→ Short task
Retype every entry exactly, character for character.

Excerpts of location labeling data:
▼

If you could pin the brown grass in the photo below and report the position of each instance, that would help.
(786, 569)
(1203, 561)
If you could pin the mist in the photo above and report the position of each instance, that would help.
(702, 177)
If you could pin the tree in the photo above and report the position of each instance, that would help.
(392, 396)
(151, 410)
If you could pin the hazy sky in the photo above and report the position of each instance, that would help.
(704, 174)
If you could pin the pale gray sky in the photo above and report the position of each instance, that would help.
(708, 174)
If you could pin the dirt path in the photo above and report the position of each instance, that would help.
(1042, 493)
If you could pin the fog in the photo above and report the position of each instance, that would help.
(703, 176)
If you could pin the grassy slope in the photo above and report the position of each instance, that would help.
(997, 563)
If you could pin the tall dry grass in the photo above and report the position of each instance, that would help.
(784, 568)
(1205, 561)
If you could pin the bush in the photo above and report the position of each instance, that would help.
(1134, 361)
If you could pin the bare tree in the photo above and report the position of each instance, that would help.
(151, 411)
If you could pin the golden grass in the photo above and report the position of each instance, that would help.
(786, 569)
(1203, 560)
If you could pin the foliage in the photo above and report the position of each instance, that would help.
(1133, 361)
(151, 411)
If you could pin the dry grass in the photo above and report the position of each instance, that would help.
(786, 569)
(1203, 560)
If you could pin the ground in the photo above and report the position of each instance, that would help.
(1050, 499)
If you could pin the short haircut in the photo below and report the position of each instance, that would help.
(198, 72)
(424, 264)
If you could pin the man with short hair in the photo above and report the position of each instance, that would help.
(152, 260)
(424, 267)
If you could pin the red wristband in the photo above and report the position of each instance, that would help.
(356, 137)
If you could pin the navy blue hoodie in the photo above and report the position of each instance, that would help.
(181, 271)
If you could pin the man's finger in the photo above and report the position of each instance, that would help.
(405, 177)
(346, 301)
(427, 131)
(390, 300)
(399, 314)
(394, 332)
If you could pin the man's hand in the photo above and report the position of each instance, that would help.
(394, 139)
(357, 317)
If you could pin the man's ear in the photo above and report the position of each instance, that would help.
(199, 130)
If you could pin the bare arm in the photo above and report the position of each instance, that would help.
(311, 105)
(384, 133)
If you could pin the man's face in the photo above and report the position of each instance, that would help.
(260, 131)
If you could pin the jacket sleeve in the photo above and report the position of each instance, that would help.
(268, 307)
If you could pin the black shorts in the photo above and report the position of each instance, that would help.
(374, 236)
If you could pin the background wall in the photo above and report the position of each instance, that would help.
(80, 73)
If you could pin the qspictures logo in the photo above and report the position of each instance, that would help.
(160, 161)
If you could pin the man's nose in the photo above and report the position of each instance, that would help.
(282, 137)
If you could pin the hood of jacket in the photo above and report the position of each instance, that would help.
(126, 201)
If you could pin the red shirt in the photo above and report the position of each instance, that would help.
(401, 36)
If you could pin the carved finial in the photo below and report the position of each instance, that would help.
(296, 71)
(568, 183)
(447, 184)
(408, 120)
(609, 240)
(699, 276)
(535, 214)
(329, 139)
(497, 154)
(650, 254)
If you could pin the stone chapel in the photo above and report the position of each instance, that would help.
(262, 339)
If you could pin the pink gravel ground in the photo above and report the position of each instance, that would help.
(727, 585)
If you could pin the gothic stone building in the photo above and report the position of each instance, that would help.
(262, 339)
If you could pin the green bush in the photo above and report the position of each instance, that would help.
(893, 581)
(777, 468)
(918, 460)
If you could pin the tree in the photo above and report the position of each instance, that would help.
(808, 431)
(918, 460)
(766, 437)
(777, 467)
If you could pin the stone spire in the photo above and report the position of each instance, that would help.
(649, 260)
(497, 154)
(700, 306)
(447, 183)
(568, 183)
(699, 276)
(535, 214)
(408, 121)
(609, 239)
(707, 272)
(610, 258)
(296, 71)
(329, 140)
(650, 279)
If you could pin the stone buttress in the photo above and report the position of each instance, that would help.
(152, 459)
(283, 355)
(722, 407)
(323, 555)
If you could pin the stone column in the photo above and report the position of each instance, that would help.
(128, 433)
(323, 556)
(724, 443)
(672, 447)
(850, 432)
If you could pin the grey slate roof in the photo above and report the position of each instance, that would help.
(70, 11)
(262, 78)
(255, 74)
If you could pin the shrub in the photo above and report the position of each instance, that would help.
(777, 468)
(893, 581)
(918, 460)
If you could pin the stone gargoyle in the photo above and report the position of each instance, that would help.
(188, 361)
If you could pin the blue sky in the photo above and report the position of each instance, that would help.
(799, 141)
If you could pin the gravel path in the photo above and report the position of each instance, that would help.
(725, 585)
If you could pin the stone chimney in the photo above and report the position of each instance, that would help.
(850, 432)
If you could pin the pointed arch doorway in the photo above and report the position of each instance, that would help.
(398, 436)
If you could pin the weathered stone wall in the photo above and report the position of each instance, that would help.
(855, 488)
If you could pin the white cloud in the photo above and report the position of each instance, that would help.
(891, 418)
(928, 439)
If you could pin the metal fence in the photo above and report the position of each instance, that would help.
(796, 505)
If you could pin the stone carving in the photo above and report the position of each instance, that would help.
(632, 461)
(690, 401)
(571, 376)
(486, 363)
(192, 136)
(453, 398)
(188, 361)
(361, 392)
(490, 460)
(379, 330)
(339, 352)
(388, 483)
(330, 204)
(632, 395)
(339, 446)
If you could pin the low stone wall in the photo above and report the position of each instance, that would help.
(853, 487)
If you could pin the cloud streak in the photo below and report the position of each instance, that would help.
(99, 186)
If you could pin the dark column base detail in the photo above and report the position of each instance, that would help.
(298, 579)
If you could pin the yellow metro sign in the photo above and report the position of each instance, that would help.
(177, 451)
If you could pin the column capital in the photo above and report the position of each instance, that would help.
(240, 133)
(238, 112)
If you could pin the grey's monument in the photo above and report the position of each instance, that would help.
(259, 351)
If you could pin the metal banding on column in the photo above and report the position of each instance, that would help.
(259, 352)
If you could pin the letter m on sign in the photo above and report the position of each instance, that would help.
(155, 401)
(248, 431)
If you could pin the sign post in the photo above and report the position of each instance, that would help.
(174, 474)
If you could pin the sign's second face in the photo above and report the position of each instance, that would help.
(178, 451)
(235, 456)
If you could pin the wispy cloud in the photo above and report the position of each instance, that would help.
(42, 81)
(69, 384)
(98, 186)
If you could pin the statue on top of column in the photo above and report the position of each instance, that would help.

▲

→ Complete answer
If you could pin the brown grass in the photo below and report the position of each instance, that would help.
(786, 569)
(1203, 561)
If you could pin the mist in the photo above and report the position of each instance, that would help.
(702, 177)
If you could pin the tree in the photo above and report the position of each instance, that would help.
(392, 396)
(151, 410)
If you could pin the hazy sky in the photo above and report the position of each instance, that would help.
(704, 174)
If you could pin the pale gray sky in the photo above and report the position of each instance, that would help.
(708, 174)
If you could pin the dirt path in the photo above and report the position of each instance, that would help.
(1042, 493)
If you could pin the fog in the photo above and report the position of each instance, that would help.
(703, 176)
If you could pin the grassy slope in the photo above and report the position of each instance, that would help.
(997, 563)
If you could pin the tall dry grass in the photo above and report the position of each instance, that would help.
(784, 568)
(1205, 561)
If you could pin the bush in the photo above and report the position of each instance, that would help.
(1134, 361)
If you could pin the bare tree in the photo above and report the position of each instance, that would help.
(151, 411)
If you could pin the golden grass in the photo above and report the position of each instance, that would help.
(786, 569)
(1203, 560)
If you could pin the foliage in the photo above and report the position of each instance, that would help.
(1133, 361)
(151, 411)
If you could pin the dry grass in the photo above and report the position of each instance, that would help.
(786, 569)
(1203, 560)
If you could pin the ground in the photo above and report the position of each instance, that would help.
(1050, 499)
If you could pin the short haircut in the photo below and report the position of each instance, that would help.
(198, 72)
(424, 264)
If you could pin the man with short hair in the photo above and report the position of each instance, that would help.
(152, 260)
(424, 267)
If you could pin the red wristband in the photo above and report the position of each instance, that would help.
(356, 137)
If you could pin the navy blue hoodie in the photo above and report the position of each instance, that would help.
(181, 271)
If you could pin the man's finger in the photo above and report the position of each instance, that would help.
(405, 177)
(346, 301)
(427, 131)
(390, 300)
(399, 314)
(394, 332)
If you could pin the man's hand in the photo above and report the position of each instance, that would help.
(394, 139)
(357, 317)
If you could pin the man's ear in the photo above and report the position of each instance, that would help.
(199, 130)
If you could pin the bare arm in the photo above and report the position of each instance, that would help.
(311, 105)
(384, 133)
If you could pin the man's face in the photo above and report the position of each instance, that would help.
(260, 131)
If you could pin the jacket sleeve in the photo above and report the position of each instance, that would help.
(268, 307)
If you could pin the black shorts in the photo above and report the position of each instance, that would help.
(374, 236)
If you could pin the background wall in the photo above and report the position of each instance, that would help.
(80, 73)
If you could pin the qspictures logo in the photo above and report the position of each instance, that would help.
(160, 161)
If you could pin the man's nose in the photo above and report the position of each instance, that would help.
(282, 137)
If you could pin the hood of jacket in the photo above and report the position of each instance, that would help.
(126, 201)
If you could pin the red shirt in the photo above and report the position of each instance, that would help.
(401, 36)
If you could pin the carved finial in the photo below and report the position of each instance, that would help.
(296, 71)
(568, 183)
(447, 184)
(408, 120)
(609, 240)
(699, 276)
(535, 214)
(329, 139)
(497, 154)
(650, 254)
If you could pin the stone chapel in the photo above and report the position of each instance, that would help.
(262, 339)
If you could pin the pink gravel ground in the photo above and report the position of each instance, that would help.
(727, 585)
If you could pin the gothic stone building in the photo above and report the position of each instance, that would help.
(262, 339)
If you could pin the green bush in the photo above and report the position of each instance, that would help.
(893, 581)
(777, 468)
(918, 460)
If you could pin the tree in the photo above and report the position of each instance, that would help.
(808, 431)
(918, 460)
(766, 437)
(777, 467)
If you could pin the stone spire in the photo above and report the position of each instance, that would help.
(649, 260)
(497, 154)
(700, 306)
(447, 183)
(568, 183)
(699, 276)
(535, 214)
(408, 121)
(609, 239)
(707, 272)
(610, 258)
(296, 71)
(329, 140)
(650, 279)
If you could pin the stone buttress in the photo above and report the position of each instance, that would help.
(152, 459)
(283, 355)
(722, 407)
(323, 555)
If you could pin the stone column in the photo above and report the position of each instance, that would help.
(128, 433)
(323, 556)
(724, 443)
(672, 447)
(850, 432)
If you could pin the grey slate roof in the photo above and report the position of each instance, that would help.
(70, 11)
(262, 78)
(255, 74)
If you could pin the shrub in the photo above and report the position of each instance, that would help.
(777, 468)
(893, 581)
(918, 460)
If you could pin the stone gargoyle in the photo above and report the position of each instance, that would help.
(188, 361)
If you could pin the blue sky in the photo above and report the position of each instance, that would help.
(799, 141)
If you could pin the gravel path in the photo above and report the position of each instance, that would help.
(725, 585)
If you could pin the stone chimney in the photo above and report the position of each instance, that would help.
(850, 432)
If you could pin the pointed arch doorway in the photo above and report the position of each instance, that would help.
(398, 436)
If you could pin the weathered stone wall in the photo above and report the position of each instance, that would help.
(855, 488)
If you could pin the white cloud in the photo above and report the position of each instance, that would help.
(891, 418)
(928, 439)
If you could pin the metal fence in the photo above and report the position of each instance, that would help.
(796, 505)
If you could pin the stone carving in the photo above and report the position of each instance, that would help.
(632, 461)
(690, 401)
(571, 376)
(486, 363)
(192, 136)
(453, 398)
(188, 361)
(361, 392)
(490, 460)
(379, 330)
(339, 352)
(388, 483)
(330, 204)
(632, 395)
(339, 446)
If you could pin the low stone wall in the photo above and report the position of each instance, that would help.
(853, 487)
If you could pin the cloud streak in the photo below and report the position of each instance, that would help.
(99, 186)
If you could pin the dark column base detail in the photo above and report the position of each instance, that would help.
(298, 579)
If you could pin the yellow metro sign in the photo above and report the position of each instance, that would help.
(177, 451)
If you could pin the column capital in the photo above and report the position of each instance, that would help.
(240, 133)
(238, 112)
If you could pin the grey's monument in the photo above and report the position of each instance, that would help.
(259, 351)
If you could pin the metal banding on column in the photo above and report the position of each instance, that would help.
(259, 352)
If you could pin the letter m on sign in the photo above and report the position of each instance, that would help.
(155, 401)
(248, 431)
If you could pin the sign post in the photo above and report the position of each instance, that would help.
(174, 474)
If you could pin the sign's second face in the photo above and report the position of each instance, that would help.
(178, 451)
(235, 456)
If you could pin the wispy cloud in the photo above and report the position of each instance, that would help.
(42, 81)
(69, 384)
(98, 186)
If you could pin the statue on top of column in the photo above and report the position of each instance, that would help.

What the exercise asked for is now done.